● **PROBLEM SET**:
(1) Reproduce the stretch of the sarcoma passage from "Incidence of Neoplasms" through "preference (1.3 : 1.0).", word for word.
(2) According to the sarcoma passage, how many new soft tissue cancers did the American Cancer Society estimate for 2015?
(3) Pick up the sarcoma passage after its final sentence and keep writing.

● **TEXT SECTION**:
-------------------------

Soft tumor sarcomas arising out of a peripheral nerve (peripheral nerve sheath tumors) may occur adjacent to the brachial plexus and present surgical treatment challenges with respect to the brachial plexus, brachial vessels, and the preservation of extremity function. Regardless of the tissue type, the grade of the lesion and the anatomic location of the primary tumor are the most significant factors determining prognosis and treatment. Soft tissue sarcomas of intermediate-grade histology are problematic to treat because of their variable prognosis and response to chemotherapy. There has been some early experience with flow cytometry in identifying more active (aneuploid) tumors, and this knowledge may prove helpful in the future in subclassifying or grading intermediate-grade tumors. Synovial sarcoma, epithelioid sarcoma, and rhabdomyosarcoma are characterized as soft tissue sarcomas with a high incidence (10% to 20%) of regional lymph node metastasis and a poor prognosis, but survival is generally recognized as being closely related to an individual tumor’s histologic grade and size.
Incidence of Neoplasms
Malignant tumors arising within the musculoskeletal system are rare and account for 0.5% to 0.7% of all malignancies. They are relatively more common in children, in whom they represent 6.5% of all cancers. Although the incidence of soft tissue sarcomas has little apparent sexual or racial predilection, osteosarcoma and Ewing sarcoma have demonstrated a slight male preference (1.3 : 1.0).
The American Cancer Society estimated that in 2015 there would be 11,930 new soft tissue cancers and 2,970 new cancers involving the bone and joints in the United States annually. These were expected to cause an estimated 4,870 deaths from soft tissue cancers and 1,490 from cancers with a bone or joint origin. Various sources have estimated that 1000 to 2000 new cases of osteosarcoma occur annually in the United States. The true incidence of most of these tumors remains somewhat speculative, largely due to the methods of reporting.

-------------------------

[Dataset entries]

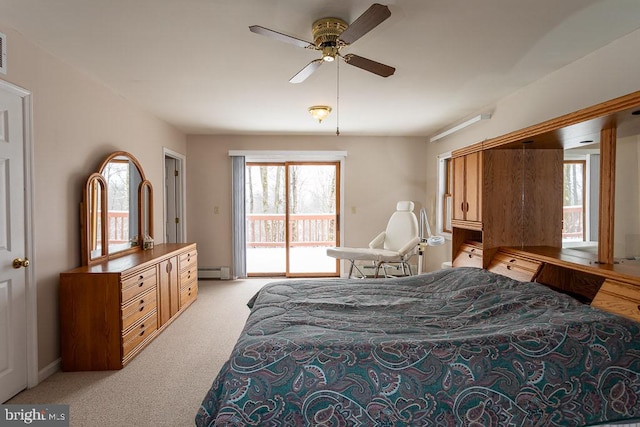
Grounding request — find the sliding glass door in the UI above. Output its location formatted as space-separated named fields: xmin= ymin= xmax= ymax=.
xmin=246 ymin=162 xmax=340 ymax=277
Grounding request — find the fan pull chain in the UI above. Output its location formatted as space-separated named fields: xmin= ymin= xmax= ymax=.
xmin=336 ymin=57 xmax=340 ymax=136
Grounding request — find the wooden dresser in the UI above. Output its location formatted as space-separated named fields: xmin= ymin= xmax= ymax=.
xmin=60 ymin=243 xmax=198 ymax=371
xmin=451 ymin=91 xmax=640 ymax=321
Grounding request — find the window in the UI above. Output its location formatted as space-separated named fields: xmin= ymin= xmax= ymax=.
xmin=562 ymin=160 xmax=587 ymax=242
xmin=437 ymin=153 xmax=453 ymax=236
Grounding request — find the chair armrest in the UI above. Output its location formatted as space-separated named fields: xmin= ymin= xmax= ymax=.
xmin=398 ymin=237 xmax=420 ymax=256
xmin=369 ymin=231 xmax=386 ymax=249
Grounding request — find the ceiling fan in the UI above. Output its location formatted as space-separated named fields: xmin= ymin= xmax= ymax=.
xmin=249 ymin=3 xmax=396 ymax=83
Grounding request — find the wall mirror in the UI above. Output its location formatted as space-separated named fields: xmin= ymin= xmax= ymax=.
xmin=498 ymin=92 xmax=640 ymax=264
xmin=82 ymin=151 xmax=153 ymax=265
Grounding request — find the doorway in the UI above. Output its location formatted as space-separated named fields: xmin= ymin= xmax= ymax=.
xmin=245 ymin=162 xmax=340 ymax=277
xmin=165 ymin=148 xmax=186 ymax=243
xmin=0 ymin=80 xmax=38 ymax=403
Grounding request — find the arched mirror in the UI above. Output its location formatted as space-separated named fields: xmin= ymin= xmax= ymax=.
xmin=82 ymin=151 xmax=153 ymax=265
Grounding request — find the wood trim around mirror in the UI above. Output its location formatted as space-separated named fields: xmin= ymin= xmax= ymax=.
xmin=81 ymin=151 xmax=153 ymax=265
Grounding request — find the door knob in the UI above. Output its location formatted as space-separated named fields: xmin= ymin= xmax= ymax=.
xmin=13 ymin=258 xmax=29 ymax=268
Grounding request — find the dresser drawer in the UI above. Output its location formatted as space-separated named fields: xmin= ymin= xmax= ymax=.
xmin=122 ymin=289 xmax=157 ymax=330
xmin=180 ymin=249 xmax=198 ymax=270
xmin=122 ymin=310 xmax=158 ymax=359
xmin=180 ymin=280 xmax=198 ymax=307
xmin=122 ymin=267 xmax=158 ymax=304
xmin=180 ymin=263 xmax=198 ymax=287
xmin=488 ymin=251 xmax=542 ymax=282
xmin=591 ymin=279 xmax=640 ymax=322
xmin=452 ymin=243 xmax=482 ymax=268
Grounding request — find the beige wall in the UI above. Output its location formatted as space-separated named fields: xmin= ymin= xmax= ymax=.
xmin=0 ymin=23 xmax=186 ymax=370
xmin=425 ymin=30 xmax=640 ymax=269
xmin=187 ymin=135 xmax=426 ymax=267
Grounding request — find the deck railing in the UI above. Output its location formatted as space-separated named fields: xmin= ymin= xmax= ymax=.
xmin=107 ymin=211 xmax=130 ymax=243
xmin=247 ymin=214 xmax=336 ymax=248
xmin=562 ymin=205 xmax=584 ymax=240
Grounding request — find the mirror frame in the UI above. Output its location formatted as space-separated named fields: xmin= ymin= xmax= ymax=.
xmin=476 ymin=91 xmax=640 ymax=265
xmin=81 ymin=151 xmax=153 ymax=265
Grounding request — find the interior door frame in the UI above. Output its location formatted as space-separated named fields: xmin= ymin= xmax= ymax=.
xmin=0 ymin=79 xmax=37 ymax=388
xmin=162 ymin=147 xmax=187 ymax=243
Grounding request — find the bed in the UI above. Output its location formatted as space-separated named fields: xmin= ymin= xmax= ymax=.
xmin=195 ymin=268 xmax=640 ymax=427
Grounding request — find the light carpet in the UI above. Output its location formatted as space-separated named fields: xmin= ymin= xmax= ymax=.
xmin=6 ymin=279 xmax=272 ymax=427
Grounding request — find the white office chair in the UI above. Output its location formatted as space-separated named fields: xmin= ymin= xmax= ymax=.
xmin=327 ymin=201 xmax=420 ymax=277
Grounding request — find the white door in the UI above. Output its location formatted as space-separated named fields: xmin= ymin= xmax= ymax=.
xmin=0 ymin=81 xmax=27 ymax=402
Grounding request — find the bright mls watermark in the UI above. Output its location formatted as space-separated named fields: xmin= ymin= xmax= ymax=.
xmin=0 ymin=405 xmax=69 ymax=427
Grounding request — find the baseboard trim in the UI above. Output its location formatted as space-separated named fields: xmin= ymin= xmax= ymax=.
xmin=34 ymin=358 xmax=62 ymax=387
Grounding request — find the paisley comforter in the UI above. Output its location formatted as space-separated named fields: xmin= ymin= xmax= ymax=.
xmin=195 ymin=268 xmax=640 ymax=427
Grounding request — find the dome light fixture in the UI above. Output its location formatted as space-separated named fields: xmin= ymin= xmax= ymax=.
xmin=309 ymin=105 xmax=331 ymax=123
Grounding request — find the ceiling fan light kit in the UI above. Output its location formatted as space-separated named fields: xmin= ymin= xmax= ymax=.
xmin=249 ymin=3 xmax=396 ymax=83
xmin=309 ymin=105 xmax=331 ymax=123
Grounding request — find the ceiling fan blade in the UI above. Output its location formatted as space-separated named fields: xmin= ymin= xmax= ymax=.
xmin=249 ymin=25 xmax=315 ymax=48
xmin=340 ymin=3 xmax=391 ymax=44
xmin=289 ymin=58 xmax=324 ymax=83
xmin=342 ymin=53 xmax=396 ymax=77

-------------------------

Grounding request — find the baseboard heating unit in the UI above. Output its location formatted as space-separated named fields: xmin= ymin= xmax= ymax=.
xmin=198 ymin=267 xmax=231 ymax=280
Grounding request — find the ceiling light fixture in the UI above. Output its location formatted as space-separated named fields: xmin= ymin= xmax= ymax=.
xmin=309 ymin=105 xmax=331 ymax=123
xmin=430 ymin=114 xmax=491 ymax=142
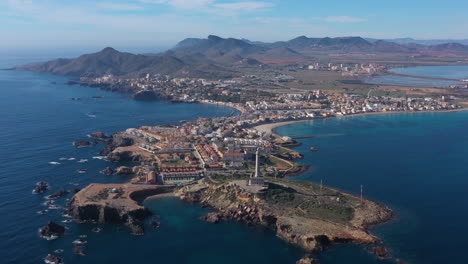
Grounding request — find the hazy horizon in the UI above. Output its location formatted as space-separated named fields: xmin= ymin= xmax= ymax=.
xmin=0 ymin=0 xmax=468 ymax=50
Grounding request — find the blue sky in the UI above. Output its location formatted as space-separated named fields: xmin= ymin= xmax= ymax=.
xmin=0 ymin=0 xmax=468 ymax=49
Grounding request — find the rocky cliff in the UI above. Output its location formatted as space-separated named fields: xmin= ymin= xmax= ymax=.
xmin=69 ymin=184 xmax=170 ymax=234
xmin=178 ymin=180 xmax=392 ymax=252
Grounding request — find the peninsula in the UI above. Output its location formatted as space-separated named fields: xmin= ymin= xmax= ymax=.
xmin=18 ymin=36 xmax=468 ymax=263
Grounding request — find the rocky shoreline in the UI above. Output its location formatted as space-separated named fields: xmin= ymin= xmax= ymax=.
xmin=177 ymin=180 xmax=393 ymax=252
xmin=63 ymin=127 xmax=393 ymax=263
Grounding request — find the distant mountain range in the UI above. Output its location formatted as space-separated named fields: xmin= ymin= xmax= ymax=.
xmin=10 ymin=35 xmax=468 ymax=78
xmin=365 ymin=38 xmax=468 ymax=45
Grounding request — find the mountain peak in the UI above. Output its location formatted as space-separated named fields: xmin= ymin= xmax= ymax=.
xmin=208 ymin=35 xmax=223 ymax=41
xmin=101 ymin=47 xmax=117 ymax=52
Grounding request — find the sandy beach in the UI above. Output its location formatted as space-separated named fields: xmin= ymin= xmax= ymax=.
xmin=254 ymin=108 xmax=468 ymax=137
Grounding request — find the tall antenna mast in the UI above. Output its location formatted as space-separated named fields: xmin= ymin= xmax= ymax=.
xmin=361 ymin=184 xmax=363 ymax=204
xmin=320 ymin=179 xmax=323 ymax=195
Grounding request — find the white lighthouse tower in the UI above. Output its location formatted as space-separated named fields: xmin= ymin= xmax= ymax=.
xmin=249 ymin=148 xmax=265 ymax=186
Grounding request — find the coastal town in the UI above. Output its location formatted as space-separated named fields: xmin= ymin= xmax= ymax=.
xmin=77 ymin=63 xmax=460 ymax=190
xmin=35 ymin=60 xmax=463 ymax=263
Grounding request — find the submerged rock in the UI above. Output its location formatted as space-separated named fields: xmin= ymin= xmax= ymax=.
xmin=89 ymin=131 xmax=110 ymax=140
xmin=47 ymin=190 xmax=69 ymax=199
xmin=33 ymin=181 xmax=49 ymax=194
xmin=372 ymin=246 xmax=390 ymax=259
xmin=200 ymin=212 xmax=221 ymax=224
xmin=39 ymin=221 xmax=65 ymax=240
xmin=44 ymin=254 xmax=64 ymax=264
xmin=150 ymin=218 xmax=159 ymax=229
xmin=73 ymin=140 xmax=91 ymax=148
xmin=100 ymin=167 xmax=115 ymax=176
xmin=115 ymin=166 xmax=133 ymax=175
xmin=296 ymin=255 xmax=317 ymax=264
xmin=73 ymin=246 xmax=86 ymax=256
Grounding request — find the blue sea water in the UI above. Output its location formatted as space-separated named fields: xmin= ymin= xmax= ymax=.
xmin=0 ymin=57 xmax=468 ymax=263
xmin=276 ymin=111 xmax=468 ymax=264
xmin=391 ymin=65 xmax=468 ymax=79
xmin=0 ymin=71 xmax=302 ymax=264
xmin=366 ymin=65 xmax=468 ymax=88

-------------------------

● **RESPONSE LIST**:
(1)
Incidence of Neoplasms
Malignant tumors arising within the musculoskeletal system are rare and account for 0.5% to 0.7% of all malignancies. They are relatively more common in children, in whom they represent 6.5% of all cancers. Although the incidence of soft tissue sarcomas has little apparent sexual or racial predilection, osteosarcoma and Ewing sarcoma have demonstrated a slight male preference (1.3 : 1.0).

(2) 11,930

(3)
The most common malignancy of the adult musculoskeletal system is metastatic adenocarcinoma, most often from the kidney, lung, breast, or prostate. The most common primary malignancy of bone is multiple myeloma, a plasma cell malignancy usually diagnosed by the medical oncologist rather than the orthopedic surgeon. Multiple myeloma has an incidence that is approximately twice that of osteosarcoma. Excluding multiple myeloma, the most common primary malignant tumor of bone is osteosarcoma. If both benign and malignant primary lesions of the musculoskeletal system are included, cartilaginous tumors are the most common primary lesion (both benign and malignant) of the skeletal system.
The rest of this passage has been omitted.